── Data

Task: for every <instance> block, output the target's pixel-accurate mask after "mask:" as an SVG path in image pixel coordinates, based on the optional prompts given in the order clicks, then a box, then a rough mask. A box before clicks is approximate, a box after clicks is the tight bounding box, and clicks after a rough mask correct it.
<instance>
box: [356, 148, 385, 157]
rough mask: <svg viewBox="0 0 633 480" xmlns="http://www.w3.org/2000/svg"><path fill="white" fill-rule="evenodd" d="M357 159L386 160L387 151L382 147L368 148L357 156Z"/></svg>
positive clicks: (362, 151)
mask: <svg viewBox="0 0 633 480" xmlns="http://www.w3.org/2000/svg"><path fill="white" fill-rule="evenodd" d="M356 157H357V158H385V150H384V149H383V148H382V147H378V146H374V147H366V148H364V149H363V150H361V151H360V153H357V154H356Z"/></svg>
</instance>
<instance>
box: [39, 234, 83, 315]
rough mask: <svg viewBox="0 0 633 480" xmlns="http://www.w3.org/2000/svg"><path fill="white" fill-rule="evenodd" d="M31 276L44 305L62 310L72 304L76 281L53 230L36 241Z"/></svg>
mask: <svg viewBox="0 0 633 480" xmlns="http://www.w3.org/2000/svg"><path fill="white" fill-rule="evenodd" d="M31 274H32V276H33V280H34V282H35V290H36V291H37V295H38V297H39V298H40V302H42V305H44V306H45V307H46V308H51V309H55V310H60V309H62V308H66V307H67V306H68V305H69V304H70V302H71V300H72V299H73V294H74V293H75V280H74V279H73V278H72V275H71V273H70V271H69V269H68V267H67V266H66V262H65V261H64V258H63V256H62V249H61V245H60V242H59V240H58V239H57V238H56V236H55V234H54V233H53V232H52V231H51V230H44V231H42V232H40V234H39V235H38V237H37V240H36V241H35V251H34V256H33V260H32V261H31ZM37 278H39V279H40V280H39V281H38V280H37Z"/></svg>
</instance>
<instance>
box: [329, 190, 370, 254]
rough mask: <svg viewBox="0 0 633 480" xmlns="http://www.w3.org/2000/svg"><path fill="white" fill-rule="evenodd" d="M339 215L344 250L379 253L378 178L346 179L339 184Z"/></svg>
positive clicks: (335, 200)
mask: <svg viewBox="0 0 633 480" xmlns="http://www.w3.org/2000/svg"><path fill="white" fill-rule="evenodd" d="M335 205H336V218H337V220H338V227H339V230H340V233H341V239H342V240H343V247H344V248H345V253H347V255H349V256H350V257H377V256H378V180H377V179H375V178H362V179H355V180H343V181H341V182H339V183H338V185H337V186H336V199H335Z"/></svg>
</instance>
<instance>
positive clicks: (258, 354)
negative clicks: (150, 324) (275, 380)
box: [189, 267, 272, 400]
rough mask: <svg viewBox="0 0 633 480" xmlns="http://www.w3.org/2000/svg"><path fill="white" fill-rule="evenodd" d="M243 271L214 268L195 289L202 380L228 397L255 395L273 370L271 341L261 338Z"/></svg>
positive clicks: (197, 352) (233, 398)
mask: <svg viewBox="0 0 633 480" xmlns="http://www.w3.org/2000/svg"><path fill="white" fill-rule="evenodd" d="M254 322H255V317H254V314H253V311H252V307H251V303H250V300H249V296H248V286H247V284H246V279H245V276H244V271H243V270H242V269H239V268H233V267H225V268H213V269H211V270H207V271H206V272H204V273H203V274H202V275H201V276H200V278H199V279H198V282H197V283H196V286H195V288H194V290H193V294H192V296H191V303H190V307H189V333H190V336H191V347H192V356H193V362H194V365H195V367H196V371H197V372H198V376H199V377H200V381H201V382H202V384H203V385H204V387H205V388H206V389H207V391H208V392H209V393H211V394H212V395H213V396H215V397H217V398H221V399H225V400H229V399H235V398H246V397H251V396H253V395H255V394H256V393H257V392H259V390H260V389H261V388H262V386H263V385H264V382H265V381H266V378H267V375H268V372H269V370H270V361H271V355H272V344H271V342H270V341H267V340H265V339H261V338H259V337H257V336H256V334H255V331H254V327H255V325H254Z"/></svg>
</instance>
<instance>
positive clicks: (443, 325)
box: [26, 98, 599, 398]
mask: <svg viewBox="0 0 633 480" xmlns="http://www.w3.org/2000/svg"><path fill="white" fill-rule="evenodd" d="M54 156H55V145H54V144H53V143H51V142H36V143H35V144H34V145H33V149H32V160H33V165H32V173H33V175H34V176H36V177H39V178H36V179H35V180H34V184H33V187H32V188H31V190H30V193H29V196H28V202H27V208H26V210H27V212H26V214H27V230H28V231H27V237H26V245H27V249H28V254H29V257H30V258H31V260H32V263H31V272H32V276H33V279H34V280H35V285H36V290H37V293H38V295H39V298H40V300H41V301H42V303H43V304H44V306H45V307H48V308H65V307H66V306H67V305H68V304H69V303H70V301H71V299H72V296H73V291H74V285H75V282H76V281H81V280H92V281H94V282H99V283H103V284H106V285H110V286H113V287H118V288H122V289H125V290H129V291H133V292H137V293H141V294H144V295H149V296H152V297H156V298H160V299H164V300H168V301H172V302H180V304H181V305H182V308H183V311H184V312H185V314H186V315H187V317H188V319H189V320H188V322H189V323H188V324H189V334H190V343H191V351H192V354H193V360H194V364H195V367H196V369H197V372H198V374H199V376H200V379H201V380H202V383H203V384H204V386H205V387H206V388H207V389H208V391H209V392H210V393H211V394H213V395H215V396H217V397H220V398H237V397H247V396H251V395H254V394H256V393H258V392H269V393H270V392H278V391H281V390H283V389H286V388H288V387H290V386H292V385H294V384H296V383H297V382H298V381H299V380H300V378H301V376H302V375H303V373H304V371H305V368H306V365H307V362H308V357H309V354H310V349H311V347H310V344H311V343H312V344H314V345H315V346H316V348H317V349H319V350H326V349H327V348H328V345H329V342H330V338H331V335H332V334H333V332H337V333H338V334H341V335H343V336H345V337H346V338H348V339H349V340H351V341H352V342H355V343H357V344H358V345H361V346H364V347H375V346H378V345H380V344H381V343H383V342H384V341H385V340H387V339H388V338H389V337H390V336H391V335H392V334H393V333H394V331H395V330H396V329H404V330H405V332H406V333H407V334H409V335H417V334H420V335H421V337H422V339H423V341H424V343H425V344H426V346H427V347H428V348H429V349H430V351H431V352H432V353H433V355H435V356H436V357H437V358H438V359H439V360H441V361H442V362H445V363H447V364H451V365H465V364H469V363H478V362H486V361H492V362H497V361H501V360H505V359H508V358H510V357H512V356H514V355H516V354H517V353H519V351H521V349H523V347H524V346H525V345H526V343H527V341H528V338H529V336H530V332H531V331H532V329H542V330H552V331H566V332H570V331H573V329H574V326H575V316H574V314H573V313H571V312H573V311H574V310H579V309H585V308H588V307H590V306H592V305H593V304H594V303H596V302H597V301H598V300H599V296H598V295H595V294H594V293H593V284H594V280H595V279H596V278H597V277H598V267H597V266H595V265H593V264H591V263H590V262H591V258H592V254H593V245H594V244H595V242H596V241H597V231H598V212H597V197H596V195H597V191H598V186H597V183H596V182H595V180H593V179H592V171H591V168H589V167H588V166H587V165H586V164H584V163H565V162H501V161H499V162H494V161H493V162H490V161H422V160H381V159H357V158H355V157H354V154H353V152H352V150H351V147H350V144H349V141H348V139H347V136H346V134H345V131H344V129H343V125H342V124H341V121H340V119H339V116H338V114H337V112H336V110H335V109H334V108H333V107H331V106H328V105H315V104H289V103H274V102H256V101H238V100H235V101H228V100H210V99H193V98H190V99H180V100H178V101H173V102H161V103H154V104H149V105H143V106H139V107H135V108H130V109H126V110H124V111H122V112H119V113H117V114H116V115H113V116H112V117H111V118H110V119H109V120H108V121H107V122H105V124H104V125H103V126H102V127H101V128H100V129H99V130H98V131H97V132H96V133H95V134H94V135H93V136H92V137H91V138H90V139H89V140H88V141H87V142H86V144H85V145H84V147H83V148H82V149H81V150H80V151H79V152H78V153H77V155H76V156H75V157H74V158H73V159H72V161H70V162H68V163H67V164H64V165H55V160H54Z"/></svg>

────

**What the exercise asks**
How many lines in the entries above contain the word "clicks"? Reply with only the number.

**Task answer**
7